● **Supplied text**
■ ■ ■ ■ ■ ■ ■

Exactly the opposite is true!

An amplifier without any feedback is stable by nature.

Negative feedback has many, many advantages and is used for nearly each practical amplifier - however, the price to be paid is: Dynamic stability is decreased.

General rule: Negative feedback improves DC stability (of the operating point) and decreases the stability margin. - Sorry for the typographical mistake. The correct transfer function is -(Z2(S)/Z1(S)) for the configuration described in my answer posted just now.
- I work equally well with inverting and non-inverting designs, so your question seems to me somewhat curious. Lutz's answer, however, is in the right way and allows me to give you a reason why the inverting topology is less prone to be unstable than the non-inverting one, specially when using high speed, broadband Op Amps. To see why this is so, let us consider the capacitive coupling between the input active terminal and the corresponding active output terminal.

These two "terminals" can be viewed as two metallic ones at some distance d..... Two conductors at distance d use to bear an electrical capacitance in our actual world.... Thus, there is a capacitive coupling between the input and the output of the amplifier you are building. This coupling tends to be positive feedback in the non-inverting topology whereas it tends to be negative feedback in the inverting topology (e.g. the "well known" Miller effect.). From this, the inverting topology seems more prone to be succesful for unaware designers than the non-inverting one..... Nature helps those working with negative feedback, although electronic "artists" can "play" both... - Hello Jose-Ignacio,

I am not quite sure if your above explanation really applies.

For my opinion, there is ALWAYS a parasitic capacitance between output and inverting opamp input node - independent on the operating mode (inv. or non-inv.).

On the other hand - the feedback through the capacitance between output and non-inverting input is shorted, either because this node is grounded (inv. operation) or because this node is connected to an (ideal) voltage source (non-inv. operation).

■ ■ ■ ■ ■ ■ ■

● **Dataset extract**

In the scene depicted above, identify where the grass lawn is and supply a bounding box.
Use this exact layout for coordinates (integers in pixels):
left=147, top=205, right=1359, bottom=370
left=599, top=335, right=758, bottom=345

■ ■ ■ ■ ■ ■ ■

● **Written problem**
Continue the forum discussion about negative feedback and op-amp stability, starting right after its final sentence.

● **Exercise output**
I am aware that I have assumed idealized conditions - however, this reasoning applies in principle also for real circuits, do they not? - hi

I know Negative feedback is responsible to assure a stability to circuit.Inverting amplifier has usually voltage shunt (transresitance)feedback (if RL is connected) or current series (transconductance) (without RL), while non inv is voltage series. now u compare their AC performance parameters as( AV, Ri, Ro by Millers and Negative feedback approach). - Hello Lutz:

I´m going to quote my answer using your own words, namely your sentence:

"For my opinion, there is ALWAYS a parasitic capacitance between output and inverting opamp input node - independent on the operating mode (inv. or non-inv.)."

Let us call C- and C+ respectively to these two capacitances, and let us consider that due to their geometry of conductors in space, both are of similar value.

Let us consider next that we are driving the input of the amplifier with a matched generator of impedance Z=50 ohms +j0 ohms (e.g. through a 50 ohms coaxial cable).

When the inverting configuration is used, C+ is grounded as you said and C- forms with the 50 ohms "viewed towards the generator" a high pass feedback filter with cut-off frequency fc=1/[2pi(50)C-] Hz. At those frequencies f>fc, this filter feeds-back signal to the inverting input with low phase lag, thus being negative feedback because the output signal is sampled and feedback with zero phase (roughly) to the inverting pin.

However, when the non-inverting configuration is used, C- is grounded and now C+ forms with the 50 ohms "viewed towards the generator" a high pass feedback filter with cut-off frequency fc=1/[2pi(50)C+] Hz. At those frequencies f>fc, this filter feeds-back signal to the input with low phase lag, thus being positive feedback because the output signal is sampled and feedback roughly with zero phase to the non-inverting pin.

Therefore, for high speed (broadband) amplifiers, the inverting configuration has negative feedback "by design" (Nature: metallic conductors in space) whereas the non-inverting configuration has positive feedback for the same geometrical reason, being this the idea I was trying to put forward in my first answer following yours.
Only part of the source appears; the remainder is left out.